===== Supplied entries =====

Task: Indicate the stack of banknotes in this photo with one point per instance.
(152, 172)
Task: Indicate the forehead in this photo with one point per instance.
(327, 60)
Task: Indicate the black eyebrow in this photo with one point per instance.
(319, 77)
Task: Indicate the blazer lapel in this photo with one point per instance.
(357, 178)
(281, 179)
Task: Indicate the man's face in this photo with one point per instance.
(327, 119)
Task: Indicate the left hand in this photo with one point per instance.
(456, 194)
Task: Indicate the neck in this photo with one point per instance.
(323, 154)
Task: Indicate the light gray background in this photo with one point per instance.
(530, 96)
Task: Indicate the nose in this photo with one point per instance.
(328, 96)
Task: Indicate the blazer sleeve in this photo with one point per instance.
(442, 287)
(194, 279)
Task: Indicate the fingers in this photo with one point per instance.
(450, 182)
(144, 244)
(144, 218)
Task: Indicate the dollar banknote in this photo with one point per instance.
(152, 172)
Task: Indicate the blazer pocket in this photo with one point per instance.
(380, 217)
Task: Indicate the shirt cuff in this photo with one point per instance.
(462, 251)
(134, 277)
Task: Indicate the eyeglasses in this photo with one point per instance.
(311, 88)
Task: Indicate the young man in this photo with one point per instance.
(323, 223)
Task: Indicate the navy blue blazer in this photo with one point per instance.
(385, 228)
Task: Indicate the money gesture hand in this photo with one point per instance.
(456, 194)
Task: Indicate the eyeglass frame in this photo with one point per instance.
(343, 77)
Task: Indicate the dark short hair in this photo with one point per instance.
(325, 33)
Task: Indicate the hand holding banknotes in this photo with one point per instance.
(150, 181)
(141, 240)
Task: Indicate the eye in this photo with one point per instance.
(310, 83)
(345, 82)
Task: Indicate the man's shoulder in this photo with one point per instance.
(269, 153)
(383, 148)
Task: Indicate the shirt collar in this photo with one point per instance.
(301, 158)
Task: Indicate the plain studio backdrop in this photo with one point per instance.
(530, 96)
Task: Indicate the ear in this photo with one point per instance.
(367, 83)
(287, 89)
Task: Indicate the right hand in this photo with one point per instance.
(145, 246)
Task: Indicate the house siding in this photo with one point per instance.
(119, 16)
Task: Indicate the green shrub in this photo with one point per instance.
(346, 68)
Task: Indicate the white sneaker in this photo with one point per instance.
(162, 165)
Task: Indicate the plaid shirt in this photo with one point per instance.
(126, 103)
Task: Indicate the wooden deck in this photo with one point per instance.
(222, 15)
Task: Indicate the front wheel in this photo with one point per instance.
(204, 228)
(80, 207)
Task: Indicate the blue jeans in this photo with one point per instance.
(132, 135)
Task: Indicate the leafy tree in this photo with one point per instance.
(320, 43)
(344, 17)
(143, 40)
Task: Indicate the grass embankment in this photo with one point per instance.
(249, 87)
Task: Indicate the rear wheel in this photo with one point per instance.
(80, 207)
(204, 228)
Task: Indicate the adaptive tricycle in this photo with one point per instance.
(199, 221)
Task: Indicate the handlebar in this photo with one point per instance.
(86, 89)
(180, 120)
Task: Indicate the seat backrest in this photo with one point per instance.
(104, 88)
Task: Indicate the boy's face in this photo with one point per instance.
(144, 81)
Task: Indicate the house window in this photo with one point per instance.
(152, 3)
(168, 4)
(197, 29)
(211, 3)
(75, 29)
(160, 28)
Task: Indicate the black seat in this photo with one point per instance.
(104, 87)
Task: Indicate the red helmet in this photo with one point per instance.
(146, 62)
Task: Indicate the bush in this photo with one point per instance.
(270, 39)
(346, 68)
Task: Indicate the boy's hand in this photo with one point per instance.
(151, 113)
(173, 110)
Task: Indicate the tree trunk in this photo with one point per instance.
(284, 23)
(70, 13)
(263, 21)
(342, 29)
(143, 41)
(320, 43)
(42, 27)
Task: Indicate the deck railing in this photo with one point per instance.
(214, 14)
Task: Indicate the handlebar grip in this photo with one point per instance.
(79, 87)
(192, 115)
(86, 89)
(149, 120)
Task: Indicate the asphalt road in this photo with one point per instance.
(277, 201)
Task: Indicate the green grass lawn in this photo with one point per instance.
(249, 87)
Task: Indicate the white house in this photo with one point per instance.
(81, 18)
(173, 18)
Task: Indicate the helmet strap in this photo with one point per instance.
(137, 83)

=====

Your task is to repeat the data exactly, with nothing left out.

▸ **Response for this exercise**:
Task: Indicate the stack of banknotes in this photo with one point per instance.
(152, 172)
Task: Indicate the forehead in this photo with one point per instance.
(327, 60)
Task: Indicate the black eyebrow in this photo with one point per instance.
(319, 77)
Task: Indicate the blazer lapel in this photo with one point per instance.
(357, 178)
(281, 179)
Task: Indicate the man's face in this photo with one point per instance.
(327, 119)
Task: Indicate the left hand in this photo with one point per instance.
(456, 194)
Task: Indicate the neck in this photo with one point per instance.
(323, 154)
Task: Indicate the light gray background in this photo with one point per instance.
(530, 96)
Task: Indicate the nose in this photo with one point per instance.
(328, 96)
Task: Indicate the blazer sleeve in this photo with one point per instance.
(442, 287)
(194, 279)
Task: Indicate the fingers in this photo with one point per instance.
(450, 182)
(144, 244)
(144, 218)
Task: Indicate the dollar banknote in this photo with one point per instance.
(152, 172)
Task: Indicate the blazer pocket in this photo with one point per instance.
(380, 217)
Task: Indicate the shirt cuff in this photo with one point per instance.
(462, 251)
(134, 277)
Task: Indicate the eyeglasses in this photo with one point per instance.
(311, 88)
Task: Indicate the young man in this photo with one point per instance.
(323, 223)
Task: Indicate the navy blue blazer in this photo with one point per instance.
(385, 228)
Task: Indicate the money gesture hand in this photo with one point per instance.
(456, 194)
Task: Indicate the eyeglass frame in this photo with one point per instance.
(343, 77)
Task: Indicate the dark short hair in this photo with one point per instance.
(325, 33)
Task: Indicate the hand holding banknotes in this photo with one point per instance.
(150, 181)
(141, 240)
Task: Indicate the eye in this photo with one point per instance.
(310, 83)
(345, 82)
Task: Indicate the man's shoulder in this photo with one point per instance.
(269, 153)
(383, 148)
Task: Indicate the shirt collar in this photo with one point per instance.
(301, 158)
Task: Indicate the plain studio backdrop in this photo with one point per instance.
(530, 96)
Task: Indicate the ear in this photo with one point per instance.
(367, 83)
(287, 89)
Task: Indicate the right hand in this photo with one point per instance.
(145, 246)
Task: Indicate the house siding in this photo with one point per instance.
(119, 16)
Task: Indicate the green shrub in this photo with one point per instance.
(346, 68)
Task: Indicate the white sneaker in this photo with one point per instance.
(162, 165)
Task: Indicate the plaid shirt in this photo with one point per instance.
(126, 103)
Task: Indicate the wooden deck in this photo with one point per instance.
(222, 15)
Task: Indicate the front wheel in this photo with one point per instance.
(204, 228)
(80, 207)
Task: Indicate the blue jeans in this photo with one point per instance.
(132, 135)
Task: Indicate the leafy tree in this photo with one point per instance.
(320, 43)
(344, 17)
(143, 40)
Task: Indicate the grass embankment in this photo with one point per instance.
(249, 87)
Task: Indicate the rear wheel in this photo with one point per instance.
(80, 207)
(204, 228)
Task: Indicate the adaptive tricycle in this photo with one point per instance.
(199, 221)
Task: Indicate the handlebar in this photo with one point per instance.
(86, 89)
(180, 120)
Task: Indicate the seat backrest in this photo with one point per instance.
(104, 88)
Task: Indicate the boy's face in this photo with one point per instance.
(144, 81)
Task: Indicate the house window in this photo with one point per instance.
(152, 3)
(168, 4)
(197, 29)
(211, 3)
(75, 29)
(160, 28)
Task: Indicate the black seat in this photo with one point per instance.
(104, 87)
Task: Indicate the red helmet in this photo with one point per instance.
(146, 62)
Task: Indicate the bush in this photo with one point per instance.
(270, 39)
(346, 68)
Task: Indicate the boy's hand in this photo with one point per instance.
(151, 113)
(173, 110)
Task: Indicate the tree trunk in this photo with one point per instance.
(284, 23)
(70, 13)
(263, 21)
(342, 29)
(143, 41)
(320, 43)
(42, 27)
Task: Indicate the deck railing in this photo with one point per instance.
(214, 14)
Task: Indicate the handlebar grip in this photo with one point per instance.
(79, 87)
(192, 115)
(86, 89)
(149, 120)
Task: Indicate the asphalt road in this photo with one point per instance.
(277, 201)
Task: Indicate the green grass lawn in this photo with one point per instance.
(249, 87)
Task: Indicate the white house in this photo with one point per instance.
(81, 18)
(173, 18)
Task: Indicate the helmet strap in this photo with one point per instance.
(137, 83)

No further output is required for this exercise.